Many-Fur, Lost Among the Sculptures

May 25th, 2012 § 4 Comments

Ah, readers. I missed you too. I know, I know, it’s been a while. But MAN WHAT A COUPLE OF WEEKS.

Don’t worry, all these seats filled up later…

Many of you know already that I live in strange little city at the end of the Metro North Hudson line called Poughkeepsie. Vassar’s at one end, Marist’s at the other, and in between is a very run-down no man’s land, a Main Street that is home to many closed and empty storefronts, grass-covered lots, and, in hiding, a ton of artists.

I’ve been lucky to get to know many of the artists of Poughkeepsie via a weekly meeting where we network and discuss projects that could help revitalize the area of Poughkeepsie known as Middle Main, which happens to be where I live.

Three weeks ago (yes only three), we learned that the sculptures in the Poughkeepsie Sculpture Park were slated to be dismantled. Now, this in and of itself is sad, but not the biggest tragedy. The sculptures there have been allowed to be taken over by nature, and some of them are literally falling apart. Beyond the normal oxidization process or aging, these sculptures were practically abandoned by the city. So their leaving isn’t so much a tragedy as an opportunity to call attention to a green space in need of community involvement.

At that meeting, someone brought up the idea of a performance, and my friend Linda, who happens to be the President Benevolent Queen of the Dutchess County Arts Council, looked right at me and said “Cate, you can put that together, right?”

This is what I get for going to community arts meetings and speaking up about “theater that disturbs the everyday” and “putting the arts right in front of the people who need to see it” or whatever it was that I’d said…

SO in a slam-bang-boom TWO AND A HALF WEEKS, we had authors of fiction and poetry ready to take over the park, actors en route from NYC and from Poughkeepsie’s finest companies, the help of curators and activists Sovereign Nation, 32 chairs, tons of PR and a permit thanks to the Arts Council, and a dandy top hat.

And guess what, readers?

IT WAS AWESOME.

_Recorded data_

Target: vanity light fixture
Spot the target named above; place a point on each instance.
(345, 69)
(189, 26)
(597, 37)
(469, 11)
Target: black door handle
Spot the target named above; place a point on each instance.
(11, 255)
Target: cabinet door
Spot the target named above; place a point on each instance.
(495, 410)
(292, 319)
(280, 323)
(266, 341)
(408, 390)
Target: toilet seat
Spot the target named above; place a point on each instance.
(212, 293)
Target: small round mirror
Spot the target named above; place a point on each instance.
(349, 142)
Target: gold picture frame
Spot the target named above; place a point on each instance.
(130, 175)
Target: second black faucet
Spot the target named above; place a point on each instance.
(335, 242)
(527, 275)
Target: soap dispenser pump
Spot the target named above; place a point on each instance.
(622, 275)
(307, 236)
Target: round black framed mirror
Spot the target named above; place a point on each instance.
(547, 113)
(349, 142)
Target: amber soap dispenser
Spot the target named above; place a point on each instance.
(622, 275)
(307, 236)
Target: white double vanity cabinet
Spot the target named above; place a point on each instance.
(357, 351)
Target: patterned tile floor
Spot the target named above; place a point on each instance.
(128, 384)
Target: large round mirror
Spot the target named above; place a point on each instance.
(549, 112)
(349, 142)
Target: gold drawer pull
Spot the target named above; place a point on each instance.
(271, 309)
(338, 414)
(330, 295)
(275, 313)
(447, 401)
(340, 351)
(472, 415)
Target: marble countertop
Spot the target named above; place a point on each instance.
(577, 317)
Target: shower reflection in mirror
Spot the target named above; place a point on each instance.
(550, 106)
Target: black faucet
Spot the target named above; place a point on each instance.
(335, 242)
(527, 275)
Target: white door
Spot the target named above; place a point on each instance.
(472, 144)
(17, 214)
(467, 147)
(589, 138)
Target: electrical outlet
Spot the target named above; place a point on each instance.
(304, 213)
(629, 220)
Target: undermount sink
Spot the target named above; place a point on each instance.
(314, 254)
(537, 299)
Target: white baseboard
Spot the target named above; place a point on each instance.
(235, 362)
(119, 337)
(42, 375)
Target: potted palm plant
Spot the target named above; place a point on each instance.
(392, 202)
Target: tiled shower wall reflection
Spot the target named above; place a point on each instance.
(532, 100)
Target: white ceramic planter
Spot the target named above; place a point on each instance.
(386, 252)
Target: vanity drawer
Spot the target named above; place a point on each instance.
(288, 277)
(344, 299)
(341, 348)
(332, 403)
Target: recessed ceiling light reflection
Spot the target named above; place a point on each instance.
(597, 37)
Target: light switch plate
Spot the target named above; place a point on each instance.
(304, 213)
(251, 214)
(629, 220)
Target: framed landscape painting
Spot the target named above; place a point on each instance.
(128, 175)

* * *

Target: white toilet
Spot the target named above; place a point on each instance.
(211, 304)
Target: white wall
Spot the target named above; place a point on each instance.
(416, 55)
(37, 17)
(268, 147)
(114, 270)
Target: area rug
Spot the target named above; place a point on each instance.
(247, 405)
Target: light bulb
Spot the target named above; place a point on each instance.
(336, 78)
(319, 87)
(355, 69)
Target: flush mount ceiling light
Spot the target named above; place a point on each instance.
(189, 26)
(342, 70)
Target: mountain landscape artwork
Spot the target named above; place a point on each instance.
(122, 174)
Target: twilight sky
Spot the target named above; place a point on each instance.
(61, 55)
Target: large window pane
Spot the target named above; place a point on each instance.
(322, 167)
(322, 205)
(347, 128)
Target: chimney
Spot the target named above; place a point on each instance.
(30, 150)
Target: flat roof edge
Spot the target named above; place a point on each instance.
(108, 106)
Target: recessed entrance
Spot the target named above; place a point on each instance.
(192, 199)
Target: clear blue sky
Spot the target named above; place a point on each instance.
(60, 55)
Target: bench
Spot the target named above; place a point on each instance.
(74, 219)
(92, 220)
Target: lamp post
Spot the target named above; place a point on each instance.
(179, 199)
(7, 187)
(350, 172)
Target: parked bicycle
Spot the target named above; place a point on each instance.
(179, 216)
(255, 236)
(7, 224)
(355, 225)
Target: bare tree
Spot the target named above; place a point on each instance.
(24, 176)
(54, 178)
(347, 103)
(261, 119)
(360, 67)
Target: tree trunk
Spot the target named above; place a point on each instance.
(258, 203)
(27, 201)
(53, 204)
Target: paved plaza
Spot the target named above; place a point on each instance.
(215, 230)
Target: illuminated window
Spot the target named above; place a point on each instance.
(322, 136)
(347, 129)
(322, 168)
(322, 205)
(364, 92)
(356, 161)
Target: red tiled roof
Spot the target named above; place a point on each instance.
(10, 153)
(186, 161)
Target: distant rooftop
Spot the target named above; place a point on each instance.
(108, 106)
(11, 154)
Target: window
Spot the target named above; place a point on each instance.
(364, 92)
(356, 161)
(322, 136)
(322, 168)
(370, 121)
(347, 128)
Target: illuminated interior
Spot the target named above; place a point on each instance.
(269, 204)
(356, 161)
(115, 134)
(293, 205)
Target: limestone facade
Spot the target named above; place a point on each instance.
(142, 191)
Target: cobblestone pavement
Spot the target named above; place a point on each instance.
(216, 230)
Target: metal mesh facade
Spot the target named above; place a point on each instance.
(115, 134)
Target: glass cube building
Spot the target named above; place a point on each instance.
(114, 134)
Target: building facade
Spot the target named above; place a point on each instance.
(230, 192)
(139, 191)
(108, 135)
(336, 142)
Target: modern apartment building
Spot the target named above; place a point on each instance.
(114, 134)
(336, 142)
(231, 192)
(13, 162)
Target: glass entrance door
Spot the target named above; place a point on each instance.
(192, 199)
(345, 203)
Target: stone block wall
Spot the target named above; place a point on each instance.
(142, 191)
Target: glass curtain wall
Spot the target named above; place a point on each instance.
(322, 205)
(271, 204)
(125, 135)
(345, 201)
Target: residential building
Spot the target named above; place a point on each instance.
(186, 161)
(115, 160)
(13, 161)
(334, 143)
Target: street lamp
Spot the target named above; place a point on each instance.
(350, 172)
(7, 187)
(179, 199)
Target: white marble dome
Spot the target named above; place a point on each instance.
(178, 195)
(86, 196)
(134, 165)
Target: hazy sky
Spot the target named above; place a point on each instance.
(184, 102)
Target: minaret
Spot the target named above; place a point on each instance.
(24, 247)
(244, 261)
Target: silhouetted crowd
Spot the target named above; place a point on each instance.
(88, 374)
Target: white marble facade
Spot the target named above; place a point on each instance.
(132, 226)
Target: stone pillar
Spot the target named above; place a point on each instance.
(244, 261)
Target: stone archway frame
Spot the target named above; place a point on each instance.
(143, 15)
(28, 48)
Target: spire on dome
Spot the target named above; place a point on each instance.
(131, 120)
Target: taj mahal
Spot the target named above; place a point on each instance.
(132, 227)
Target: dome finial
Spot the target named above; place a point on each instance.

_Instructions for the task_
Pick up the blog post about the Poughkeepsie Sculpture Park performance after its final line and continue it.

_Output of the task_
Here’s a video from our rehearsal that we used as a teaser, shot and edited by Tom and Tammie at Sovereign Nation:

Authors reading at the event included Nora Olsen, Karen Michel, Peter Van Aken, Tom Winchester, Tom Wanning, and myself. And I’m so grateful to the actors who read my two short plays, Michele McNally, JD Whitt, Mark Stochmal, and the Judi Dench of the Hudson Valley, Linda Roper.

My two plays that were performed as staged readings were “A Girl and Her Nana Remember the Story of Many-Fur” and “Baba Yaga and the Five Stages of Hypothetical Grief,” both based on fairy tales and fairy tale characters. Because description does no good, I’ll just leave you with some pictures, and some brief excerpts from the text too. Text is mine, so please don’t post anywhere else! Enjoy!

Cate Fricke, Mark Stochmal, JD Whitt and Linda Roper in “A Girl and Her Nana Remember the Story of Many-Fur”

GIRL. Do you think if the cat died while he was sleeping, he is still dreaming?

NANA. Most assuredly. Let us imagine what the cat is dreaming at this moment.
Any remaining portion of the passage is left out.